§ **EXERCISE**: Output, please, every line from the line that holds "TARGET = white trim" to the end, exactly as written.

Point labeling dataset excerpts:
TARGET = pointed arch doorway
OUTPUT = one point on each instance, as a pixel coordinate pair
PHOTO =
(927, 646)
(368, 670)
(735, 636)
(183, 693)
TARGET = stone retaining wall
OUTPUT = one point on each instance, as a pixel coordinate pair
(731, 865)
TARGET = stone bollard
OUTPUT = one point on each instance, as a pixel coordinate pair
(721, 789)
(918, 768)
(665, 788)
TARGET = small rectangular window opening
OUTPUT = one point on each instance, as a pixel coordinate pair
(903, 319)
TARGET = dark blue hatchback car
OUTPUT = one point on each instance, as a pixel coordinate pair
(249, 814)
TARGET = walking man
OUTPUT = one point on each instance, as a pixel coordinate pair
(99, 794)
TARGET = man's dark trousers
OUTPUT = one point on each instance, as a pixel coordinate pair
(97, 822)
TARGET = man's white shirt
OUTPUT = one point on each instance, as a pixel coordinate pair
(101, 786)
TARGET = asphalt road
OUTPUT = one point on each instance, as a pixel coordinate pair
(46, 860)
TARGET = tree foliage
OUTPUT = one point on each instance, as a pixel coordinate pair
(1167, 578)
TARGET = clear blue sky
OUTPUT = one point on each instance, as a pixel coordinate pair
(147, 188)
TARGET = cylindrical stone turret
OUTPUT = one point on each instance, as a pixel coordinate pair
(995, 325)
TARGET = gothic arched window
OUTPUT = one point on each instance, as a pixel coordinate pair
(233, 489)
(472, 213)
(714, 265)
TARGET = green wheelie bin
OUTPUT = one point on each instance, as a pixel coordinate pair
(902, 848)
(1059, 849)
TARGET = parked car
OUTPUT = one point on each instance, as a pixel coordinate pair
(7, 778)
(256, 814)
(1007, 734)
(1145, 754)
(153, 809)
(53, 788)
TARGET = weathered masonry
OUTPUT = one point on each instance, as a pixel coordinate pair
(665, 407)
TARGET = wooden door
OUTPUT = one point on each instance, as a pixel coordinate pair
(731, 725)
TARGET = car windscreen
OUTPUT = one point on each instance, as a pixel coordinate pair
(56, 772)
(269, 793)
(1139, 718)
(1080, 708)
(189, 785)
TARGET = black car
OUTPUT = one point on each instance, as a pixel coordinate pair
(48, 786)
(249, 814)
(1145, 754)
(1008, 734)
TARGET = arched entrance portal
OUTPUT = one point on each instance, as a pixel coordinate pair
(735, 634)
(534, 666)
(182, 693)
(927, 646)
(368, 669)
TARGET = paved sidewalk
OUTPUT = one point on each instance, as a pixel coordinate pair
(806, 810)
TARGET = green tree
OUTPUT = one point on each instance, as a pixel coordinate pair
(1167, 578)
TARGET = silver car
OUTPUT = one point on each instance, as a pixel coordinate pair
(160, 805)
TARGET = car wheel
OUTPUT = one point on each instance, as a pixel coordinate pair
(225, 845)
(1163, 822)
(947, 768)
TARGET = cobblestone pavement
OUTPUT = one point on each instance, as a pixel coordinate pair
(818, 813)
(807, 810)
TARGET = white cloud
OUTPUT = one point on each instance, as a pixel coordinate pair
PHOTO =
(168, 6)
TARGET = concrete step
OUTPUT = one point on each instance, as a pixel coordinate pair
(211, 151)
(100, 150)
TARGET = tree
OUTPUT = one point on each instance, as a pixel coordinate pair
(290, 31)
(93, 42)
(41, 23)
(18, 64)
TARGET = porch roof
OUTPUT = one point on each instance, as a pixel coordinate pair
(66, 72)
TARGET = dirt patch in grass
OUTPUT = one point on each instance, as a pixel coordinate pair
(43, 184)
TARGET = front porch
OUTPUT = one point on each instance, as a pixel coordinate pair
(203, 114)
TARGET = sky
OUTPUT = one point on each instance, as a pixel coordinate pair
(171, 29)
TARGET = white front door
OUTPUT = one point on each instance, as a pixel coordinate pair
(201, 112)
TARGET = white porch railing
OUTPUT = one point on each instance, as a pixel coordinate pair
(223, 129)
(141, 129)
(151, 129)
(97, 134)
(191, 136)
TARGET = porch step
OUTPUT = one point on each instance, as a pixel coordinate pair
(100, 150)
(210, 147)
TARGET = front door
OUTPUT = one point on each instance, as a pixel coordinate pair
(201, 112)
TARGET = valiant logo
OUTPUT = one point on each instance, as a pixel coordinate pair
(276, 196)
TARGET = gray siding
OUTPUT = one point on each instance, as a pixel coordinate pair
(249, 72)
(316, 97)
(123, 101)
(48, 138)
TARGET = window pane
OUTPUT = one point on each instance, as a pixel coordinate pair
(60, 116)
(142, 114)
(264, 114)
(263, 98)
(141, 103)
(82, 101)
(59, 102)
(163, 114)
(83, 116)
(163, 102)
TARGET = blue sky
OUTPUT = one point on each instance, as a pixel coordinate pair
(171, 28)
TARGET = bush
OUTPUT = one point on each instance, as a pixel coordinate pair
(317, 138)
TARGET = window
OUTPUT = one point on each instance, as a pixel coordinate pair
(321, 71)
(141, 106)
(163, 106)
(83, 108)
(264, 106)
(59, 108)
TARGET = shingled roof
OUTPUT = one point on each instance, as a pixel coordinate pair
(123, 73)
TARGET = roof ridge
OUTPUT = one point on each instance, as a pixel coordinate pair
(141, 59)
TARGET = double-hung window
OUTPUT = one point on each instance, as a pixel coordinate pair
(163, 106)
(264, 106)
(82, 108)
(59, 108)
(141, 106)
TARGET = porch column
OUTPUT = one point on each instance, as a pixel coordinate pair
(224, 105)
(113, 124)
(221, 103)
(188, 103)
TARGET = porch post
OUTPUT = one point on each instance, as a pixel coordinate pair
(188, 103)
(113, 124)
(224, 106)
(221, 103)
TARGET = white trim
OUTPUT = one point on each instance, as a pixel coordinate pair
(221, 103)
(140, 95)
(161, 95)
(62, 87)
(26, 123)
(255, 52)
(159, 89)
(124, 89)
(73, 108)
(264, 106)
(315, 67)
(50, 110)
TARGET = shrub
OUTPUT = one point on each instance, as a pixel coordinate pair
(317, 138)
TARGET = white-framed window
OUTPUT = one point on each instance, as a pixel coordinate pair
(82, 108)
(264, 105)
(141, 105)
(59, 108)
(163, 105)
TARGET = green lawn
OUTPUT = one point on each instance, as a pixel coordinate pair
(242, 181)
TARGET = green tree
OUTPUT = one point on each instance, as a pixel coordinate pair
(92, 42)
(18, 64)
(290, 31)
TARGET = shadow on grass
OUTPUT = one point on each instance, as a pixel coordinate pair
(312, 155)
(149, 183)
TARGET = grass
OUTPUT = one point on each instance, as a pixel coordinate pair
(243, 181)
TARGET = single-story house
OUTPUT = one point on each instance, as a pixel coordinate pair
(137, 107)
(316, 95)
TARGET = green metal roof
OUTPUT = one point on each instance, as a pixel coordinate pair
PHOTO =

§ **WRITTEN SOLUTION**:
TARGET = white trim
OUTPUT = one point on each instance, as a pixel coordinate pair
(221, 103)
(140, 95)
(161, 95)
(62, 87)
(26, 123)
(255, 52)
(159, 89)
(124, 89)
(73, 108)
(264, 106)
(315, 67)
(50, 110)
TARGET = shrub
OUTPUT = one point on each instance, as a pixel coordinate pair
(317, 138)
TARGET = white-framed window
OUTPUT = one point on each instance, as a pixel coordinate pair
(82, 108)
(264, 105)
(141, 105)
(59, 108)
(163, 105)
TARGET = green lawn
OUTPUT = one point on each instance, as a pixel coordinate pair
(242, 181)
TARGET = green tree
OUTPUT = one point on each instance, as a pixel coordinate pair
(92, 42)
(18, 64)
(290, 31)
TARGET = shadow on grass
OUTPUT = one point on each instance, as a pixel coordinate pair
(312, 155)
(149, 183)
TARGET = grass
OUTPUT = one point on each instance, as a pixel coordinate pair
(243, 181)
TARGET = single-story house
OUTPUT = one point on each instance, as a pixel coordinate pair
(137, 107)
(316, 95)
TARGET = green metal roof
OUTPUT = one point on each instance, as a pixel coordinate pair
PHOTO =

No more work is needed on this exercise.